> **WHAT TO DO**
a – Could you copy the passage on footballer Richard Evans below word for word, starting with "Speaking to the" and going on through "my days really."?
b – What comes next in the passage on footballer Richard Evans below? Write a continuation that picks up after its final sentence.

> **TEXT PASSAGE**
Richard William Evans (born 12 April 1968) is a Welsh former professional footballer who played as a winger. He is a member of the backroom staff with the Portugal national team. He previously played for several football clubs including Cardiff City, Exeter City and Bristol Rovers. Richard Evans is the son of former Swansea City player and Wales international footballer Brian Evans.

Career
After retiring from playing professional football Evans studied towards a Sports science BSc (Hons) at Loughborough University (1997–1999) and later a Physiotherapy BSc Hons at Brunel University (2002–2006).

Speaking to the BBC Wales, he said: "I pursued a career in football after leaving school. When I got to the age of 27 and had played professional and semi-professional football I realised that football wasn't going to provide me with a living after I'd finished my days really.

> **RECORDED DATA**
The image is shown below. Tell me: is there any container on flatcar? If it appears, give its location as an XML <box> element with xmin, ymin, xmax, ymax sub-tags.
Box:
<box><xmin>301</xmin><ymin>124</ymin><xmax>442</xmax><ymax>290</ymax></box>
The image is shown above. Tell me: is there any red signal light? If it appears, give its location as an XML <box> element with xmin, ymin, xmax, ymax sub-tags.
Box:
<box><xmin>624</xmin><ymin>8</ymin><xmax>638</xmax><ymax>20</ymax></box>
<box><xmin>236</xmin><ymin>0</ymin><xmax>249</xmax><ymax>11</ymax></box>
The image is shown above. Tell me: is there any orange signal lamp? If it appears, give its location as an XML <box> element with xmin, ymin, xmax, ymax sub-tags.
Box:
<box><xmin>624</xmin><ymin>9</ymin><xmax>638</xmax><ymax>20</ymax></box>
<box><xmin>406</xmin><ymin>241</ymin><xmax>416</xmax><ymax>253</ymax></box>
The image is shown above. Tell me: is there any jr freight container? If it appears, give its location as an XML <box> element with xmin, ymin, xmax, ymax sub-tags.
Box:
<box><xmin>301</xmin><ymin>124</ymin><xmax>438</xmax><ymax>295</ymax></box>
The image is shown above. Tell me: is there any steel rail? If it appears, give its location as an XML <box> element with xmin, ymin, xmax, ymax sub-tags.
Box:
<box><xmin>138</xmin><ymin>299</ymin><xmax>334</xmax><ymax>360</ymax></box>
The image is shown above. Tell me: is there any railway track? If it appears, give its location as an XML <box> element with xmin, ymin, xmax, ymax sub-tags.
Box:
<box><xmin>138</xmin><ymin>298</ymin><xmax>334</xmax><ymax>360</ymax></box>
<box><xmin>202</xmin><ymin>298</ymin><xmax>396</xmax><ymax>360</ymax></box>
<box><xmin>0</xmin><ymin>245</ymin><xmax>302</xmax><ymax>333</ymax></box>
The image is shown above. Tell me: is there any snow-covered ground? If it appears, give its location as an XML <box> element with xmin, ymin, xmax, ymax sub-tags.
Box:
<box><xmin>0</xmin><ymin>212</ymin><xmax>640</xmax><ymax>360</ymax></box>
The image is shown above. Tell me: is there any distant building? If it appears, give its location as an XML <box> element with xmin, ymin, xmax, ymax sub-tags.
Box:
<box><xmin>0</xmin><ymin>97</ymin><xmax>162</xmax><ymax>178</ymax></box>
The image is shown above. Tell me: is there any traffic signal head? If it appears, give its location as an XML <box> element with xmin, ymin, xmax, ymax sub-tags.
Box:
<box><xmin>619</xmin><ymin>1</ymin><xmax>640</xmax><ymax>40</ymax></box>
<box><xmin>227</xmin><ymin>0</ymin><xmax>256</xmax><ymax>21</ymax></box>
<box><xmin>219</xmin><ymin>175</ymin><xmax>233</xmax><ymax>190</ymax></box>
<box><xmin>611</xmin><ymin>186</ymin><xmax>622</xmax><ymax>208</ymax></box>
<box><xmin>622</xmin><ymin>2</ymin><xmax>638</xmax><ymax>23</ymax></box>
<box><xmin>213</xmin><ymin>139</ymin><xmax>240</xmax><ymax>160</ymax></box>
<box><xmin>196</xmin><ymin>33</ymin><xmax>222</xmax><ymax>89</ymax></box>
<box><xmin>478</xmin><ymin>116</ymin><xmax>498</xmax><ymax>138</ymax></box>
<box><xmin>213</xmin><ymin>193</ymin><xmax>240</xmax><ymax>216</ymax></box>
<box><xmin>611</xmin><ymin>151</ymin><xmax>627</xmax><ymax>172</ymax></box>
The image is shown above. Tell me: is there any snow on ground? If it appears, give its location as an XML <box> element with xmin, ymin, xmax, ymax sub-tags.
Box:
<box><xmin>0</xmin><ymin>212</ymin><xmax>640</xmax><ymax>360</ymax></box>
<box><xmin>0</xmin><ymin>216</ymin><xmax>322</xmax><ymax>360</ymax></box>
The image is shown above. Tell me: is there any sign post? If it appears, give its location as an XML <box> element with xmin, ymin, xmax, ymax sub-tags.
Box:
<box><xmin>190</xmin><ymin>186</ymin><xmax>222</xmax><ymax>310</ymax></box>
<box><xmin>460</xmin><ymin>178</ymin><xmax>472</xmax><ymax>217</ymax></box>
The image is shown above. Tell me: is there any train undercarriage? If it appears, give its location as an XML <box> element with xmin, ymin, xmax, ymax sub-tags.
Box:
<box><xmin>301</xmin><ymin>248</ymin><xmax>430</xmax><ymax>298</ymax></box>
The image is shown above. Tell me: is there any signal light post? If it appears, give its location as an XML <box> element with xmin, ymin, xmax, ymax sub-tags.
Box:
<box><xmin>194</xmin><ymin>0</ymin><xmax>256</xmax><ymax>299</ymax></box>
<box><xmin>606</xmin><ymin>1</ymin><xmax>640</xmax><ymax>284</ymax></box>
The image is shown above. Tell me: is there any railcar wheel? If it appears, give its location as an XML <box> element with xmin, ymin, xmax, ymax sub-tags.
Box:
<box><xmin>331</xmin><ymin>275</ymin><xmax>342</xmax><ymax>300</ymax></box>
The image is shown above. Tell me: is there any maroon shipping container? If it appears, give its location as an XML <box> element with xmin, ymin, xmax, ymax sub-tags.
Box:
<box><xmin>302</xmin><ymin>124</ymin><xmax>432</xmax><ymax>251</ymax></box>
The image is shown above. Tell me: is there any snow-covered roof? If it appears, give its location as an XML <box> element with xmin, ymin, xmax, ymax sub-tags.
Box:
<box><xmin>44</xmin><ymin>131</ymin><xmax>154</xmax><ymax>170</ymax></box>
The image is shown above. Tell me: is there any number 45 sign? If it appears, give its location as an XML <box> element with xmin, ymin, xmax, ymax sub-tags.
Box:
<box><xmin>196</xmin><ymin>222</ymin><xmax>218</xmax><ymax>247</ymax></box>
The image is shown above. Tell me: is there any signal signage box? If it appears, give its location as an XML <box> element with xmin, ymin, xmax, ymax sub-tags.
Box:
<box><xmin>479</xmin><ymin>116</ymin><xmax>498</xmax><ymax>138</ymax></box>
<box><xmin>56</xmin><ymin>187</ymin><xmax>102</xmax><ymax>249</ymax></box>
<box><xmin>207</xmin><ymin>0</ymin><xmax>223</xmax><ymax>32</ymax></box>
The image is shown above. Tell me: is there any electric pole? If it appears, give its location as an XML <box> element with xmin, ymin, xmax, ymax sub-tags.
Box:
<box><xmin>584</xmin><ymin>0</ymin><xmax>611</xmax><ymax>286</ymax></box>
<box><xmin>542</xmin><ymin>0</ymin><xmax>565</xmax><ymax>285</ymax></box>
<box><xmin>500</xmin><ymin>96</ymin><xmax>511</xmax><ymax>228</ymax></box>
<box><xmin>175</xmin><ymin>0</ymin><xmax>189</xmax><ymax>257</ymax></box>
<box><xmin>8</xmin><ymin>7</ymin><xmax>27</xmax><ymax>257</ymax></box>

...

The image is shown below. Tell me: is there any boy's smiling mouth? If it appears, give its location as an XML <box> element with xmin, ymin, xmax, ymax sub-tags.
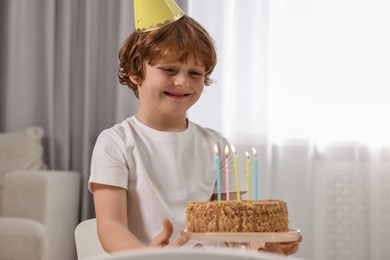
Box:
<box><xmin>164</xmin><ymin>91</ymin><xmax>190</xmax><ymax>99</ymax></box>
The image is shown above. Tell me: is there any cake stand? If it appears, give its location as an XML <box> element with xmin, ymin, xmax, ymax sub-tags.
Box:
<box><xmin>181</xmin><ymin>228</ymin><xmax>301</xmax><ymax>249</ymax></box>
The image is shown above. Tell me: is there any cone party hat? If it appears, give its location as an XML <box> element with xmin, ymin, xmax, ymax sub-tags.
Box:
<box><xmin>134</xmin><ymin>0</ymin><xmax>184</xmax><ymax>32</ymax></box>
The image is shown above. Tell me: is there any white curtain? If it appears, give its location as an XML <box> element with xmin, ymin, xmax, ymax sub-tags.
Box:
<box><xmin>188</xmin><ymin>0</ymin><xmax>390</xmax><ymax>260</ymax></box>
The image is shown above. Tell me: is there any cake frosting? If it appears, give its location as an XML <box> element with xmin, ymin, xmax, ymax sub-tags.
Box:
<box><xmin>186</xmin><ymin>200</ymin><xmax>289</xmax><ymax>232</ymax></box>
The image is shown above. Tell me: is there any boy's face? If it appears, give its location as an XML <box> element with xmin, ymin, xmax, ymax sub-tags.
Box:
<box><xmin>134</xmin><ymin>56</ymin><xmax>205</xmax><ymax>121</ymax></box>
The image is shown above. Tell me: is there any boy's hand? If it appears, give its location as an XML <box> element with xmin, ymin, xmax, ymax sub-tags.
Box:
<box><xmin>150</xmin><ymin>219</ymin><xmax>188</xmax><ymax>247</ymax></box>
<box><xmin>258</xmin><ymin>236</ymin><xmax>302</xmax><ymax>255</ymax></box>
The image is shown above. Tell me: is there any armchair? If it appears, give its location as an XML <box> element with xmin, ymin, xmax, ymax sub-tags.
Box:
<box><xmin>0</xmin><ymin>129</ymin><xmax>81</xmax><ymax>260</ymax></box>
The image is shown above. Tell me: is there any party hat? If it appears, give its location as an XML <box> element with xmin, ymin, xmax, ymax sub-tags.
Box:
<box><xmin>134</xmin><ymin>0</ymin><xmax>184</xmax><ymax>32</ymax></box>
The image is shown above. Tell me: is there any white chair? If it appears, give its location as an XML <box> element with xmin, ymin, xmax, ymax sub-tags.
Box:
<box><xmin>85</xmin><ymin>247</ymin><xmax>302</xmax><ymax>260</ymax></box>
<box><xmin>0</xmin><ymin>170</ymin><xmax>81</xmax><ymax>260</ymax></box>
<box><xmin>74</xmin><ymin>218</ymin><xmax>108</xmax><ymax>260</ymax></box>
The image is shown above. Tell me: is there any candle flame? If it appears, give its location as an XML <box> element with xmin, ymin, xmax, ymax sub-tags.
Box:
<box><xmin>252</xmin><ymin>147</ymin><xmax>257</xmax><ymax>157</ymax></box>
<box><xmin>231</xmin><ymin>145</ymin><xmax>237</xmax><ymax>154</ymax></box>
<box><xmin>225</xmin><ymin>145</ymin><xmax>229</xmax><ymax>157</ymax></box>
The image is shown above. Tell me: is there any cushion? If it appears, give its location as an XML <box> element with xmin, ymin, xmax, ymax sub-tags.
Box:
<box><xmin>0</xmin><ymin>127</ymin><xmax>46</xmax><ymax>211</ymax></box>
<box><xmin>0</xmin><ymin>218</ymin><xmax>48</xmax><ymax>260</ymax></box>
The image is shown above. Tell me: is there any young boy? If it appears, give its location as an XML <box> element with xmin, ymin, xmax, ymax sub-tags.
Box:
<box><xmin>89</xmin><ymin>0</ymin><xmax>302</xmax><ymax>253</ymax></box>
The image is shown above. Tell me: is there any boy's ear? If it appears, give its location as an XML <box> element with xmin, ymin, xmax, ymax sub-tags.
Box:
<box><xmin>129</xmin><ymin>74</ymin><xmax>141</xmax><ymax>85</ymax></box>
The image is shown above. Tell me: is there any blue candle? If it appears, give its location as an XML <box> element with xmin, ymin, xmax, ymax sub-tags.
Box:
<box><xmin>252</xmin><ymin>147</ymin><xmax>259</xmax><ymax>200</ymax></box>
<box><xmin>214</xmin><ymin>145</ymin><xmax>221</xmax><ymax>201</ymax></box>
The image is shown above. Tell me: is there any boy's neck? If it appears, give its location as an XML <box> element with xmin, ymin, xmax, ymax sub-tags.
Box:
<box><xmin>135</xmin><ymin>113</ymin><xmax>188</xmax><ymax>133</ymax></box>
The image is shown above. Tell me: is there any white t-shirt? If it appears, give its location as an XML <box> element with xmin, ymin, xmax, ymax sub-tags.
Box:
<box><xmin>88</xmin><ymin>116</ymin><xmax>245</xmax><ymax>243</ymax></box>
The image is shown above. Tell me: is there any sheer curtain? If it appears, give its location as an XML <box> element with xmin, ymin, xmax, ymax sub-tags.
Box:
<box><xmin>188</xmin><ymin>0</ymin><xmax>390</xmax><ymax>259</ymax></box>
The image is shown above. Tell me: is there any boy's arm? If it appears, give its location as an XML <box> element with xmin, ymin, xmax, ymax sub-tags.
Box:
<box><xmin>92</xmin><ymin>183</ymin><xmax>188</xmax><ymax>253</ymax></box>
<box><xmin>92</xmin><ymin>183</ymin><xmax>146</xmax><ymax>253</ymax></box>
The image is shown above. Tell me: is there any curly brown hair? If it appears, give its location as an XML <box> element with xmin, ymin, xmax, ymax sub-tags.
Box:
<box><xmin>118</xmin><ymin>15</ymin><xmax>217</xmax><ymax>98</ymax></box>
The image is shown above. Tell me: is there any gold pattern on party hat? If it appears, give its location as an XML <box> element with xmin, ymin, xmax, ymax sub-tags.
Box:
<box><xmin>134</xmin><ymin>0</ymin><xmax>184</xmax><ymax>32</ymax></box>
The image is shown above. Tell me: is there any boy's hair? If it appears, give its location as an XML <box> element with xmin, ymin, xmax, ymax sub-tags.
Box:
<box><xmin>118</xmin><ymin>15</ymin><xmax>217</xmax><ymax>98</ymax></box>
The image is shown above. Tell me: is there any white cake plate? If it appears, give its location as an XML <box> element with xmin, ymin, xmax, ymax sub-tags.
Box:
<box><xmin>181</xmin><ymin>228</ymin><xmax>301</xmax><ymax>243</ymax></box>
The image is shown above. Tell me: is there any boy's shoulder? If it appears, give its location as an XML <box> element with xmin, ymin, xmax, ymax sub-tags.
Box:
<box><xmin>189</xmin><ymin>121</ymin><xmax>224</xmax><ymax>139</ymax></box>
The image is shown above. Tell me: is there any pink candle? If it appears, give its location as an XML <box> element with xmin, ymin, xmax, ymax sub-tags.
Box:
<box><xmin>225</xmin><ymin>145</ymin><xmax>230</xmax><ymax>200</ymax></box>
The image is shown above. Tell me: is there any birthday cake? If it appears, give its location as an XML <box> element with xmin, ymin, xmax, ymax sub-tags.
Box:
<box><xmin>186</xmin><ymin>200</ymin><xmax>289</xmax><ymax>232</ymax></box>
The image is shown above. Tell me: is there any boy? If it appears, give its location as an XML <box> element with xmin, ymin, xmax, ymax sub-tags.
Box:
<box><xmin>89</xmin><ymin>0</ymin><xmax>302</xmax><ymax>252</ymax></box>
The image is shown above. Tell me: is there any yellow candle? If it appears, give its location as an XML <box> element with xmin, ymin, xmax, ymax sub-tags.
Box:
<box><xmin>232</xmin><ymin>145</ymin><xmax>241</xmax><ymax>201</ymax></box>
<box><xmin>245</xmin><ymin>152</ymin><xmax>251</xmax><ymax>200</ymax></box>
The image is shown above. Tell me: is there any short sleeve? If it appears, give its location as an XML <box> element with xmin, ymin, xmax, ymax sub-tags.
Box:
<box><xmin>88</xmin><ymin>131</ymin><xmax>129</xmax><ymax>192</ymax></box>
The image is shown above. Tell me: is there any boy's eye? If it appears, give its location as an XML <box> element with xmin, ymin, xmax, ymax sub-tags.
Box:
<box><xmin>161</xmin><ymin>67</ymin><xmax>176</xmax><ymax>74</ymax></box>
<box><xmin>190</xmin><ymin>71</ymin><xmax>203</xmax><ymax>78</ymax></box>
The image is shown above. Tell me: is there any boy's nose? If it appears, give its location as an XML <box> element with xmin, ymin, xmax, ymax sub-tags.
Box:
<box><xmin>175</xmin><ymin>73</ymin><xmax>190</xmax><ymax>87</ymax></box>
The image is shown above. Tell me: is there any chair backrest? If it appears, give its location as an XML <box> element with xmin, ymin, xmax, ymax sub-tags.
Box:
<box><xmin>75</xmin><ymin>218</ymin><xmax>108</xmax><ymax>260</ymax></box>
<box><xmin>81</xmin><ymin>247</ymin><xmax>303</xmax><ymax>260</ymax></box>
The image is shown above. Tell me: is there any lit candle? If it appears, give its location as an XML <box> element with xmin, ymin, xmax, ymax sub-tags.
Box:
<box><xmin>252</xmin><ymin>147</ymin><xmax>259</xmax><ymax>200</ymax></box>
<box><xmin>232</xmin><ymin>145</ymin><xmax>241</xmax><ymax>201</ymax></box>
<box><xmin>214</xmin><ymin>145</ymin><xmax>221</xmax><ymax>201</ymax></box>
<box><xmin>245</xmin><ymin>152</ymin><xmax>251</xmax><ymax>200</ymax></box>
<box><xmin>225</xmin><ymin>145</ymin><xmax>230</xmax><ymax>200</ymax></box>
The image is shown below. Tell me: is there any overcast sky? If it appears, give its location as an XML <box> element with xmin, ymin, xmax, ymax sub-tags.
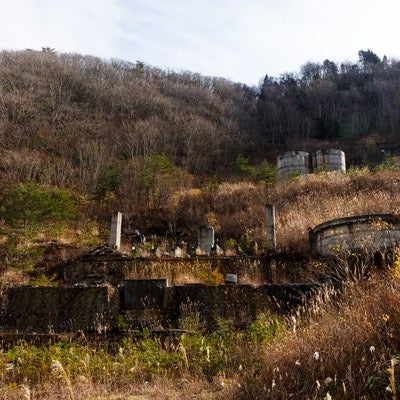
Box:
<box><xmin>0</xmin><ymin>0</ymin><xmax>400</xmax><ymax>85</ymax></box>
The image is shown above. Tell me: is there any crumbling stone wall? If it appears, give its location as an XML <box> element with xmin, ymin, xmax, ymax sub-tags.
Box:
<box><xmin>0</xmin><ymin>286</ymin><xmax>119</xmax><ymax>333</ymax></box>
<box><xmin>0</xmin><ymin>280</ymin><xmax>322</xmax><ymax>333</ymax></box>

> **TASK RESULTS**
a –
Speaking to the BBC Wales, he said: "I pursued a career in football after leaving school. When I got to the age of 27 and had played professional and semi-professional football I realised that football wasn't going to provide me with a living after I'd finished my days really.

b –
"So whilst I was playing at Lilleshall I did a treatment and management of injuries course held by the FA, and that's what instilled an interest in physiotherapy."

Prior to his appointment at Everton, he has held the position of Head Physiotherapist at Swansea City A.F.C. (1999–2009) and also Head of Sport Science at Wigan Athletic (2009–2013). In 2013, he was appointed Head of Performance at Everton Football Club. In August 2016, he joined the Belgium national football team backroom staff.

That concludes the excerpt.